GIVEN INSTRUCTION 1:
Can you rewrite the part of the fuel prices thread that opens with the words "## ClubMan (23" and closes with "which mentioned this.", swapping "expensive" for "pricey"?

DOCUMENT EXTRACT:
# Lower fuel prices on the quays in Dublin!



## vandriver (23 May 2008)

The petrol station on the quays in dublin has lowered its prices by 55c a litre for unleaded and 46c for diesel !(not typos)


----------



## demoivre (23 May 2008)

*Re: Lower fuel on the quays!*



vandriver said:


> The petrol station on the quays in dublin has lowered its prices by 55c a litre for unleaded and 46c for diesel !(not typos)



Did they not start from a very high base though - what are their adjusted prices?.


----------



## vandriver (23 May 2008)

125/134 about the cheapest around


----------



## ClubMan (23 May 2008)

*Re: Lower fuel on the quays!*



demoivre said:


> Did they not start from a very high base though - what are their adjusted prices?.


Try www.pumps.ie perhaps? I believe that you are correct though - they were by far one of the most expensive sources of fuel up to recently. There was a recent thread which mentioned this.


----------



## vandriver (23 May 2008)

Until yesterday they were 179.9 for both fuels.That's why this van driver drove on by.

LISTED RECORDS:
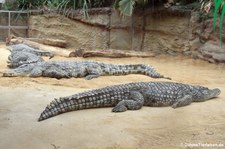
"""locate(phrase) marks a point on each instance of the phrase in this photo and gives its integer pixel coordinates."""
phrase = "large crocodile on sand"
(87, 69)
(131, 96)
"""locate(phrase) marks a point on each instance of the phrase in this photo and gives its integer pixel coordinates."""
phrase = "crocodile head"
(23, 70)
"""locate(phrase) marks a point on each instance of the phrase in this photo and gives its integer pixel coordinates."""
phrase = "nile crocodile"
(22, 47)
(17, 59)
(87, 69)
(23, 54)
(131, 96)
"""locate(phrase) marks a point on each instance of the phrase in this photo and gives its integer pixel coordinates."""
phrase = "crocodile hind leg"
(135, 102)
(186, 100)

GIVEN INSTRUCTION 2:
How many lines of the rows contain the word "crocodile"? Reply with the number only.

WORKED SOLUTION 1:
## ClubMan (23 May 2008)

*Re: Lower fuel on the quays!*



demoivre said:


> Did they not start from a very high base though - what are their adjusted prices?.


Try www.pumps.ie perhaps? I believe that you are correct though - they were by far one of the most pricey sources of fuel up to recently. There was a recent thread which mentioned this.

WORKED SOLUTION 2:
4